Your reproduction of the entries should be exact and should contain no pictures.

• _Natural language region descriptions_
--- START ---
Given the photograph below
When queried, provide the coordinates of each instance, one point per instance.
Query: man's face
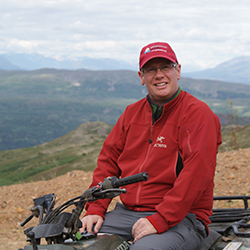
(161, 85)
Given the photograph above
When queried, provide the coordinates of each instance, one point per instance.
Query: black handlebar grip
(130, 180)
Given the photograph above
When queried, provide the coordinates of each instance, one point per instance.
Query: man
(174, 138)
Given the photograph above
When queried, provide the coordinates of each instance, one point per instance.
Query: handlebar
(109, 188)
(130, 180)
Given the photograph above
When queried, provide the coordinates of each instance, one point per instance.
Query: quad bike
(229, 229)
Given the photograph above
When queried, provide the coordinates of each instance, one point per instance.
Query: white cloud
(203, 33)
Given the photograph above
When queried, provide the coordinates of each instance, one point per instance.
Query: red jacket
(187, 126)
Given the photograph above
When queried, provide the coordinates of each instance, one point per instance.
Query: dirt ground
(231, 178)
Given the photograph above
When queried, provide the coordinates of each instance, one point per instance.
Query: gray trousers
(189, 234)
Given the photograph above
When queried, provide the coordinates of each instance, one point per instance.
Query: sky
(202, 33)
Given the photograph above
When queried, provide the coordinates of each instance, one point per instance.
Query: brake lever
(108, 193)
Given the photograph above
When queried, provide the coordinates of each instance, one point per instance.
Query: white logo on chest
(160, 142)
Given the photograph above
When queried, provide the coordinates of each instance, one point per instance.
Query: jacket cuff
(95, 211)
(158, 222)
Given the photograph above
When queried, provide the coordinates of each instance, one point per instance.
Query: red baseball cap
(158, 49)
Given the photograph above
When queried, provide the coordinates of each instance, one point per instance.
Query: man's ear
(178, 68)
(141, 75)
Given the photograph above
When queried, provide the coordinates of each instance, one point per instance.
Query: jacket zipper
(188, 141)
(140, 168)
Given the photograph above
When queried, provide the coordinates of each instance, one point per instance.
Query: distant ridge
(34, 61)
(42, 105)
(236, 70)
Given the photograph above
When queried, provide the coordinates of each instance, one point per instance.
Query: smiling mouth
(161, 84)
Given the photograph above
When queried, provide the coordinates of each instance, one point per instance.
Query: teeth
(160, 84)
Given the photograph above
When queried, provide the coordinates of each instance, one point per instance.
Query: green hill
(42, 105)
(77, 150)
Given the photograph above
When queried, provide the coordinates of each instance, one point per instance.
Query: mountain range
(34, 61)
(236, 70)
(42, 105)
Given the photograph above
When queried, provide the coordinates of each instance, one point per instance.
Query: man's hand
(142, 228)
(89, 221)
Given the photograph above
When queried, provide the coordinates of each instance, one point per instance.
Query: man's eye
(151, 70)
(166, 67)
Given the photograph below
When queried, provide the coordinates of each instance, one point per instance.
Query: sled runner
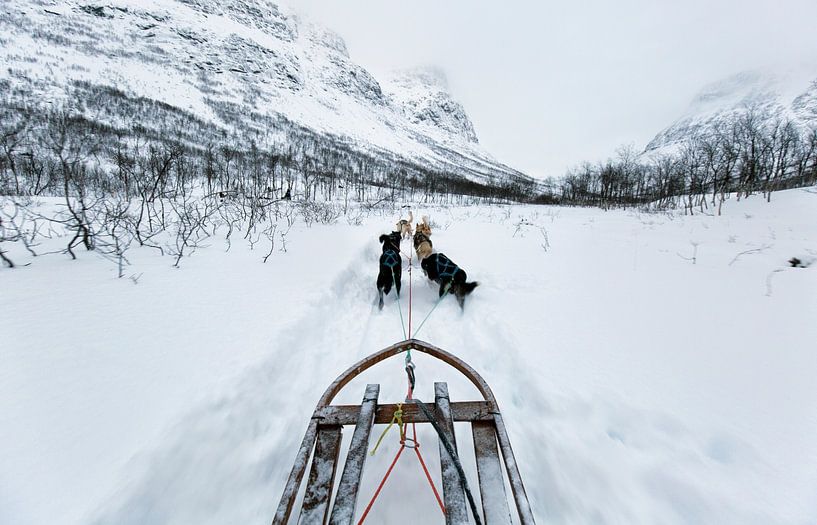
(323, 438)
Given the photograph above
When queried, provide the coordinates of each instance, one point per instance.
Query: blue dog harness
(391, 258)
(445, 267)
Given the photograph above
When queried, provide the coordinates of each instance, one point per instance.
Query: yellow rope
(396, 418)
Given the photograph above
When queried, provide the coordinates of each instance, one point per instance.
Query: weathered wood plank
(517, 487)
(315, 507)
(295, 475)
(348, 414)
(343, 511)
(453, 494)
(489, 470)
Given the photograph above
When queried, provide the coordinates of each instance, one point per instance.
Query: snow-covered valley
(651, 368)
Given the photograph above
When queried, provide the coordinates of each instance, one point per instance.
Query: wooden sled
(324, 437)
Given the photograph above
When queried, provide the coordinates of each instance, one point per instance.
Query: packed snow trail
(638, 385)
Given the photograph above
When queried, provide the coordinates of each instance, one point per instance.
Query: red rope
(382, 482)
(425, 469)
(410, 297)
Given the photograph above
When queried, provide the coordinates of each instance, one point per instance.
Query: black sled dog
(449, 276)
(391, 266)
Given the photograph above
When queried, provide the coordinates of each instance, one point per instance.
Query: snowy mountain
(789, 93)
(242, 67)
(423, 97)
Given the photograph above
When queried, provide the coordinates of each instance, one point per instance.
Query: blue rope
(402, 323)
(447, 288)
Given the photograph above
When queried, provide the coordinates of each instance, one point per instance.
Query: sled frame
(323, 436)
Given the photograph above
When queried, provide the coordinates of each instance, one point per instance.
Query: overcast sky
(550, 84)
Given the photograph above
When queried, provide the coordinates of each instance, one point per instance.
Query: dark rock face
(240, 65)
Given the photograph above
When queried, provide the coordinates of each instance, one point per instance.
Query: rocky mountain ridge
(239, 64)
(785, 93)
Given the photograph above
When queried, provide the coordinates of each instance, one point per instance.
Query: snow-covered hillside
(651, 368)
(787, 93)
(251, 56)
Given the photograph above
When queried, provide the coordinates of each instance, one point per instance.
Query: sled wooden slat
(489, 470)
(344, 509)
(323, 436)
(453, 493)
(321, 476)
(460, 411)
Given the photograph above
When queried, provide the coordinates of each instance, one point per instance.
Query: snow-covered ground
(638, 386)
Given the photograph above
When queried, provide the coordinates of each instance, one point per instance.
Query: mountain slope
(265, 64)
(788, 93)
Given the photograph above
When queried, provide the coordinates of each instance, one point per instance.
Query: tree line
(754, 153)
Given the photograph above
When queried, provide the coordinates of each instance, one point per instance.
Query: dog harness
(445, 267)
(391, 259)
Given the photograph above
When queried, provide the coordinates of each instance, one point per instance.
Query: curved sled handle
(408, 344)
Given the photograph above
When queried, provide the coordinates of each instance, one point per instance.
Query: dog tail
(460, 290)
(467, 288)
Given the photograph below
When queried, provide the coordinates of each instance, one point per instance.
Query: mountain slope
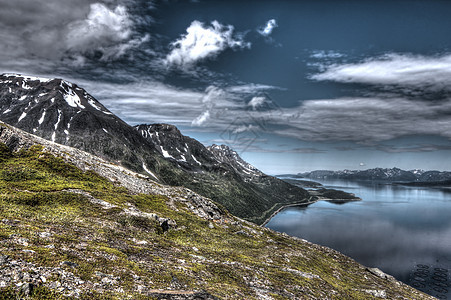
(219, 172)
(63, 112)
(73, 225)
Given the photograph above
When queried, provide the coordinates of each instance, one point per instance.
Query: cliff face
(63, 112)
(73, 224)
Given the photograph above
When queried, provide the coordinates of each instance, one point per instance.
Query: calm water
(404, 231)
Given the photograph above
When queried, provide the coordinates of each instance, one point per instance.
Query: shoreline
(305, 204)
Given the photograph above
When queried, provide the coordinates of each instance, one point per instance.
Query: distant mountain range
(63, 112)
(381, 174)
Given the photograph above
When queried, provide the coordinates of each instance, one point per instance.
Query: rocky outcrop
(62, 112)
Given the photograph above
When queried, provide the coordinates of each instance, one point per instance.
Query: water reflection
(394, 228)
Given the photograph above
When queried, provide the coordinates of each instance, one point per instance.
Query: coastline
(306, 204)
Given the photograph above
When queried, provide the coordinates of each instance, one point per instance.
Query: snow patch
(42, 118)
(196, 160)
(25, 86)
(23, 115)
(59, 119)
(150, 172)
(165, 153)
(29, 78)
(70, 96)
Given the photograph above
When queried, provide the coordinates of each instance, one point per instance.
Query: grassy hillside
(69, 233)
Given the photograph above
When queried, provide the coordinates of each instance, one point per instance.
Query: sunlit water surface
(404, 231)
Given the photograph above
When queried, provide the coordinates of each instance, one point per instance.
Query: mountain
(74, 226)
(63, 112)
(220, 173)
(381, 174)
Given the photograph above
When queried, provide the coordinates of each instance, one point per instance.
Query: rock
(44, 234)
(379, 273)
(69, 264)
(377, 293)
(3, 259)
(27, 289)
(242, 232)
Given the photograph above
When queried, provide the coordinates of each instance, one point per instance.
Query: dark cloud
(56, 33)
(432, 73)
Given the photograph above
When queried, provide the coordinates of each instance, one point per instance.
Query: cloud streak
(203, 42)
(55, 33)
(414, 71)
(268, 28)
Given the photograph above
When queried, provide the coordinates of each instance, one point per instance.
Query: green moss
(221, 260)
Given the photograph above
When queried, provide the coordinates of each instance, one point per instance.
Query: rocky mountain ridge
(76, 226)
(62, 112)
--- END ---
• _RESULT OF THE TASK_
Given the photograph below
When queried, provide the coordinates of each instance, one point per instance.
Query: man's face
(161, 85)
Given the photograph above
When queried, provide the coordinates of each instance, one point per instance.
Query: black handlebar grip
(130, 180)
Given the photograph above
When queried, provide the coordinates of each instance, one point per instance.
Query: man
(174, 138)
Given the photograph above
When queried, provide the coordinates of each instance, one point per instance.
Query: handlebar
(109, 188)
(130, 180)
Given the photograph above
When queried, provide the coordinates of each instance, one point per instance.
Query: quad bike
(229, 229)
Given the photograph above
When queried, provide the coordinates of each instance, one point per instance.
Query: white cloud
(203, 33)
Given the photograph above
When queried, provide the coordinates of each instance, one point per instance.
Query: red jacket
(187, 126)
Given the photograph above
When queried, provide the coordinates of each instance, one point per instance.
Query: dirt ground
(231, 178)
Given the photograph above
When queried, provide the coordinates of each instance, one point per instance.
Query: gray trousers
(189, 234)
Given the photograph above
When queried, provide the coordinates of each instance, one point per instance.
Query: sky
(202, 33)
Given the photograph above
When queried, provide the coordinates of each instance, one point per instance.
Query: brake lever
(108, 193)
Given the photograph above
When queried, provide the coordinates of each instance, one point per instance.
Query: white logo on chest
(160, 142)
Given the photograph above
When queried, provide the coordinates of each instance, one point per instance.
Query: jacket cuff
(95, 211)
(158, 222)
Given the photograph above
When queried, provide the coordinates of each instance, one point per instance.
Query: red baseball cap
(158, 49)
Given the photograph above
When queried, provide the coordinates of each instance, one point per instance.
Query: man's ear
(178, 68)
(141, 75)
Given the photograph above
When queried, provide the coordinates of each instance, one point per instance.
Query: jacket zipper
(188, 141)
(140, 168)
Given the photograph above
When queried, provide the coordinates of each instance, one point per instance.
Query: distant ridge
(34, 61)
(42, 105)
(236, 70)
Given the photograph above
When queried, provide the coordinates of each instance, one point per instance.
Query: smiling mouth
(161, 84)
Given the photograph above
When queried, provide the coordinates of each instance, one point per instance.
Query: teeth
(160, 84)
Given the photograph above
When queried, provide the coordinates of each instance, one point per instance.
Query: green hill
(42, 105)
(77, 150)
Given the photograph above
When queried, provide the coordinates of each instance, one point per instance.
Query: mountain range
(34, 61)
(236, 70)
(42, 105)
Given the photograph above
When queried, provide the coordinates of each instance, one point per instance.
Query: man's hand
(142, 228)
(89, 221)
Given the photograph above
When queried, provide the coordinates of each instance, one point per instance.
Query: man's eye
(151, 70)
(166, 67)
Given the photograph below
When queried, provide the coordinates of each instance, one point per instance.
Query: sled runner
(323, 438)
Given the photograph above
When queried, provide the coordinates of each instance, one point per instance.
Query: blue dog harness
(391, 258)
(445, 267)
Given the photograph above
When queried, provide the coordinates of each instance, one point per instance.
Query: yellow rope
(396, 418)
Given the photograph above
When queried, provide the coordinates of each instance, one point per instance.
Query: weathered wood plank
(517, 487)
(315, 507)
(295, 475)
(348, 414)
(343, 511)
(453, 494)
(489, 470)
Given the photograph above
When queried, provide the coordinates of each instance, one point per instance.
Query: snow-covered valley
(651, 368)
Given the photograph above
When queried, provide the coordinates of each instance, one point per instance.
Query: wooden sled
(324, 437)
Given the photograph above
When queried, provide the coordinates of each instance, one point per instance.
Query: packed snow trail
(638, 385)
Given the photograph above
When queried, provide the coordinates of each instance, one point per instance.
Query: red rope
(382, 482)
(425, 469)
(410, 297)
Given the photograph above
When queried, provide the coordinates of each instance, one point per instance.
Query: black sled dog
(449, 276)
(391, 266)
Given the photograph above
When queried, provide the coordinates of each instance, one point per instance.
Query: snowy mountain
(789, 93)
(242, 67)
(423, 97)
Given the photograph above
When queried, provide the coordinates of each instance, one point per instance.
Query: blue rope
(402, 323)
(447, 288)
Given the photograph above
When queried, provide the coordinates of each instance, one point per instance.
Query: sled frame
(323, 436)
Given the photograph above
When queried, provide the coordinates of each instance, one point per instance.
Query: overcast sky
(550, 84)
Given the photograph above
When queried, provide the coordinates of each instance, one point per instance.
Query: dark rock face
(240, 65)
Given the photograph above
When queried, provide the coordinates of each instance, one point per instance.
Query: rocky mountain ridge
(239, 64)
(785, 93)
Given the photograph above
When queried, provide the coordinates of each instance, one point per instance.
Query: snow-covered hillside
(651, 368)
(787, 93)
(251, 56)
Given the photograph above
When queried, provide the coordinates of each instance, one point per instance.
Query: sled wooden slat
(489, 470)
(344, 509)
(323, 436)
(453, 493)
(321, 476)
(460, 411)
Given the photograph above
When queried, provide the coordinates of each instance, one point per instance.
Query: snow-covered ground
(638, 386)
Given the photograph above
When queried, provide the coordinates of each instance, one point per instance.
Query: mountain slope
(265, 64)
(788, 93)
Given the photograph above
When queried, provide the coordinates of each instance, one point per instance.
Query: tree line
(754, 153)
Given the photograph above
When queried, provide the coordinates of each instance, one point per instance.
Query: dog harness
(445, 267)
(391, 259)
Given the photograph above
When queried, provide the coordinates of each instance, one point per instance.
Query: curved sled handle
(408, 344)
Given the photograph above
When queried, provide the coordinates of each instance, one point per instance.
Query: dog tail
(460, 290)
(467, 288)
Given the photograph below
When queried, provide the coordinates of each instance, one point per instance.
Query: mountain slope
(219, 172)
(63, 112)
(73, 225)
Given the photograph above
When queried, provide the coordinates of each instance, one point per instance.
Query: cliff face
(63, 112)
(73, 224)
Given the photograph above
When queried, provide the coordinates of each instance, one point per instance.
Query: calm water
(404, 231)
Given the photograph above
When queried, provide the coordinates of each instance, one point per instance.
Query: shoreline
(305, 204)
Given the photograph above
When queried, provide the coordinates of each instance, one point per instance.
Query: distant mountain range
(63, 112)
(381, 174)
Given the photograph above
When queried, provide the coordinates of each instance, one point per instance.
Query: rocky outcrop
(62, 112)
Given the photograph above
When queried, provide the coordinates of each instance, one point per instance.
Query: water reflection
(394, 228)
Given the photograph above
When queried, provide the coordinates of each instance, one point per instance.
Query: coastline
(306, 204)
Given the photograph above
When queried, provide the coordinates of each instance, one point per instance.
Query: snow patch
(42, 118)
(196, 160)
(25, 86)
(23, 115)
(59, 119)
(150, 172)
(165, 153)
(29, 78)
(70, 96)
Given the photograph above
When queried, provide the coordinates of each instance, one point per instance.
Query: grassy hillside
(69, 233)
Given the photograph above
When queried, provide the coordinates of each instance, one point per instance.
Query: sunlit water surface
(404, 231)
Given the photograph above
When queried, provide the coordinates of each instance, one point per instance.
Query: mountain
(74, 226)
(63, 112)
(220, 173)
(381, 174)
Given the photograph above
When queried, provide the coordinates of each instance, one point per instance.
Query: rock
(44, 234)
(379, 273)
(69, 264)
(377, 293)
(3, 259)
(27, 289)
(242, 232)
Given the photograph above
When queried, provide the coordinates of each instance, one point per instance.
Query: dark cloud
(56, 33)
(432, 73)
Given the photograph above
When queried, provide the coordinates of each instance, one point per instance.
Query: cloud streak
(203, 42)
(55, 33)
(414, 71)
(268, 28)
Given the photograph above
When queried, provide the coordinates of each instance, one point per instance.
Query: green moss
(221, 260)
Given the photograph above
When queried, provide the coordinates of each instance, one point per instance.
Query: rocky mountain ridge
(76, 226)
(62, 112)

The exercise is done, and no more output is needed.